>> BEGIN Data extract
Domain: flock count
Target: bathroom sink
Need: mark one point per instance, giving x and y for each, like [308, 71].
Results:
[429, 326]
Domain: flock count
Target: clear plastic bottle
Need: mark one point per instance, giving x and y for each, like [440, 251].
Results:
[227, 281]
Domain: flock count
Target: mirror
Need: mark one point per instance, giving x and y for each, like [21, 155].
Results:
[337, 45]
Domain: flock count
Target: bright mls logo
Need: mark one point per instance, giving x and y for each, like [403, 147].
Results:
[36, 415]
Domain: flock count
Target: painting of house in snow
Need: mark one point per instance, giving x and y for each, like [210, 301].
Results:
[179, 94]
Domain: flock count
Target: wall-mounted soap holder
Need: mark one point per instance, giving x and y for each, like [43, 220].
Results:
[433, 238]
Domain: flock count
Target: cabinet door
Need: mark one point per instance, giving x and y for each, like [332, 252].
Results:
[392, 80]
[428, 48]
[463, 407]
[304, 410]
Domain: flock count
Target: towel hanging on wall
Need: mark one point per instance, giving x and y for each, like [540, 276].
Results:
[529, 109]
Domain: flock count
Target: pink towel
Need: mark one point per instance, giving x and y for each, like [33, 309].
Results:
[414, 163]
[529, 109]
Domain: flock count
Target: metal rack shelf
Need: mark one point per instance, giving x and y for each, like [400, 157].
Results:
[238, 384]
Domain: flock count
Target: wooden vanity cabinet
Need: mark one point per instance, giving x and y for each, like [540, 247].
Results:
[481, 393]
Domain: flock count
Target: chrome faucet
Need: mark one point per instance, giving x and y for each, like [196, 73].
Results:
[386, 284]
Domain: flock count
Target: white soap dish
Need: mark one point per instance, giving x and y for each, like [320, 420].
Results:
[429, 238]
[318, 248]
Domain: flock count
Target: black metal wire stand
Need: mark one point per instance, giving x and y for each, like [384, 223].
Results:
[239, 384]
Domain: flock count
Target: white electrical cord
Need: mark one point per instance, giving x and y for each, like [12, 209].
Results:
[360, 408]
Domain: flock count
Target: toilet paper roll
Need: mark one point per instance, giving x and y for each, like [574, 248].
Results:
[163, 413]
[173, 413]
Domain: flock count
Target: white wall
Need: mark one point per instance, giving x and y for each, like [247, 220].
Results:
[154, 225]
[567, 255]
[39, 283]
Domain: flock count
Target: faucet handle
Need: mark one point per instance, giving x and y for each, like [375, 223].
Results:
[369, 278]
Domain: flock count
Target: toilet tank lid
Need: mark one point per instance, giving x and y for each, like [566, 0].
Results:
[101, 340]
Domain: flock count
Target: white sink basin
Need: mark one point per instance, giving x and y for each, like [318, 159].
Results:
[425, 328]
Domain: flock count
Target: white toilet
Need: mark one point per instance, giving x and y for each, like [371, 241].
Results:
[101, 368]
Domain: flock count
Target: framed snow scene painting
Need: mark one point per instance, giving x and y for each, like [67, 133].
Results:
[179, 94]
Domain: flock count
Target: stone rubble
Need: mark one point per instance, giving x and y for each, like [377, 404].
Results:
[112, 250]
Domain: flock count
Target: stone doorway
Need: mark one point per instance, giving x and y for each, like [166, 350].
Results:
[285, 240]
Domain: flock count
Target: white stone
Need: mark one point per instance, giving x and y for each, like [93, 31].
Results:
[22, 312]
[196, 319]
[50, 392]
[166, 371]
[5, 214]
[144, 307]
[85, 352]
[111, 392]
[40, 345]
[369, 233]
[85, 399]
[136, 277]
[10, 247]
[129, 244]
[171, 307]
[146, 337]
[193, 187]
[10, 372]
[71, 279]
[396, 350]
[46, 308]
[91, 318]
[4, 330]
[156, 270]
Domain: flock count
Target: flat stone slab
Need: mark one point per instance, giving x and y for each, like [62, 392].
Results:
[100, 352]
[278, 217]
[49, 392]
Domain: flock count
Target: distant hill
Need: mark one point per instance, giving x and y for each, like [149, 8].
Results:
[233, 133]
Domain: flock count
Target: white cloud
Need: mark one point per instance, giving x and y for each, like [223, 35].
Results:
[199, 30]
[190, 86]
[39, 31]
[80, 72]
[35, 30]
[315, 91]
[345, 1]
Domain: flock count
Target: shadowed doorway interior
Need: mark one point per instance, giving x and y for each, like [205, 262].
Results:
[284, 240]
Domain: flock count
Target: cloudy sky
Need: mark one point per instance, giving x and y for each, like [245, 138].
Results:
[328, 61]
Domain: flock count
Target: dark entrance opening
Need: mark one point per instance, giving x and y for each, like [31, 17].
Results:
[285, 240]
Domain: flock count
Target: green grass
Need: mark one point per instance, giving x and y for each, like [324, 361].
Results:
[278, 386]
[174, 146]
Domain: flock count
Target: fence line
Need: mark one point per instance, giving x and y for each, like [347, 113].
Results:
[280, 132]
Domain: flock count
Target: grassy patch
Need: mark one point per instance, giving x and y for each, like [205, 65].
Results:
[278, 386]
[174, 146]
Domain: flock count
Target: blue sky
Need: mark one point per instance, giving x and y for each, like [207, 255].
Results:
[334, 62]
>> END Data extract
#### [What you will do]
Reproduce the whole listing word for word.

#### [Completed task]
Domain: flock count
Target: bathroom sink
Need: mark one point per instance, giving x and y for each, like [308, 71].
Results:
[429, 326]
Domain: flock count
Target: clear plastic bottle
Need: mark one point per instance, giving x and y for each, like [440, 251].
Results:
[227, 281]
Domain: flock count
Target: mirror
Need: mark one point per instance, giving x and y for each, like [21, 155].
Results:
[337, 45]
Domain: flock count
Target: bright mls logo
Need: mark one point per instance, giving x and y for each, like [403, 147].
Results:
[36, 415]
Domain: flock count
Target: painting of house in snow
Need: mark one point per instance, giving x and y for each, like [210, 301].
Results:
[179, 94]
Domain: flock count
Target: wall-mounted soap holder
Need: mark one point per instance, giving x and y for each, like [43, 220].
Results:
[433, 238]
Domain: flock count
Target: cabinet door
Need: mark one point per instance, giving x and y for each, like [332, 252].
Results:
[392, 80]
[428, 48]
[463, 407]
[304, 410]
Domain: flock count
Target: towel hanging on wall
Need: mark one point per instance, giving x and y for each, like [540, 276].
Results:
[529, 109]
Domain: flock count
Target: pink towel
Need: mark one point per instance, giving x and y for each, like [33, 309].
Results:
[414, 163]
[529, 109]
Domain: flock count
Target: metal rack shelf
Need: mark one point per instance, giving x and y for each, like [400, 157].
Results:
[238, 384]
Domain: flock count
Target: wooden vanity cabinet
Need: mark one point per instance, giving x and y for each, like [540, 247].
Results:
[481, 393]
Domain: flock count
Target: chrome faucet
Need: mark one point per instance, giving x and y for each, like [196, 73].
Results:
[386, 284]
Domain: flock count
Target: white soap dish
Need: mark one point per instance, giving x and y for each, like [320, 420].
Results:
[429, 238]
[318, 248]
Domain: flock count
Target: black metal wire stand
Need: mark one point per instance, giving x and y for each, like [384, 223].
Results:
[239, 384]
Domain: flock count
Target: white electrical cord
Need: mark one point per instance, giving x and y for each, like [12, 209].
Results:
[360, 408]
Domain: flock count
Target: toilet paper roll
Need: mark one point per instance, giving x and y for each, like [574, 248].
Results:
[163, 413]
[173, 413]
Domain: flock count
Target: white wall
Need: mark one point per instance, giving x and y for each, like [247, 220].
Results:
[154, 225]
[567, 255]
[39, 283]
Domain: flock count
Target: faucet handle
Need: mark one point per instance, giving x and y for each, like [375, 223].
Results:
[369, 278]
Domain: flock count
Target: toilet tank lid
Need: mark one point per instance, giving x and y for each, like [566, 0].
Results:
[101, 340]
Domain: flock count
Target: white sink basin
Need: mark one point per instance, giving x and y for each, like [318, 159].
Results:
[425, 328]
Domain: flock count
Target: white toilet
Need: mark one point per instance, giving x and y for each, like [371, 241].
Results:
[101, 368]
Domain: flock count
Target: framed snow scene painting
Need: mark one point per instance, giving x and y for each, like [67, 133].
Results:
[179, 94]
Domain: flock count
Target: stone rubble
Need: mark one point per instance, giving x and y for each, like [377, 404].
Results:
[112, 250]
Domain: flock count
Target: stone doorway
Need: mark one point per instance, giving x and y for each, like [166, 350].
Results:
[285, 240]
Domain: flock count
Target: white stone
Need: mark one point per instance, giving x and y for each, like [93, 31].
Results:
[22, 312]
[196, 319]
[50, 392]
[166, 371]
[5, 214]
[144, 307]
[85, 352]
[111, 392]
[40, 345]
[369, 233]
[85, 399]
[136, 277]
[10, 247]
[129, 244]
[171, 307]
[146, 337]
[193, 187]
[10, 372]
[71, 279]
[396, 350]
[46, 308]
[91, 318]
[4, 330]
[156, 270]
Domain: flock count
Target: flat stone slab
Need: mark one point per instance, giving x and y for each, like [62, 392].
Results:
[100, 352]
[278, 217]
[49, 392]
Domain: flock count
Target: distant hill
Need: mark one point per instance, giving x and y for each, like [149, 8].
Results:
[233, 133]
Domain: flock count
Target: white cloud
Need: mark one point per instance, giving x and y for each, like [223, 35].
Results:
[199, 30]
[190, 86]
[39, 31]
[80, 72]
[35, 30]
[315, 91]
[345, 1]
Domain: flock count
Target: shadowed doorway interior
Need: mark one point per instance, giving x and y for each, like [205, 262].
Results:
[284, 240]
Domain: flock count
Target: cloudy sky
Need: mark one point per instance, giving x and y for each, like [245, 138].
Results:
[328, 61]
Domain: flock count
Target: dark entrance opening
Need: mark one point per instance, giving x and y for each, like [31, 17].
Results:
[285, 240]
Domain: flock count
Target: green grass
Need: mark one point per instance, giving x and y for each, like [324, 361].
Results:
[278, 386]
[174, 146]
Domain: flock count
Target: fence line
Need: mark one point per instance, giving x and y for each, like [347, 113].
Results:
[280, 132]
Domain: flock count
Target: grassy patch
Need: mark one point per instance, giving x and y for each, like [205, 65].
Results:
[278, 386]
[174, 146]
Domain: flock count
Target: blue sky
Need: mark one point per instance, giving x and y for each, like [207, 255].
Results:
[334, 62]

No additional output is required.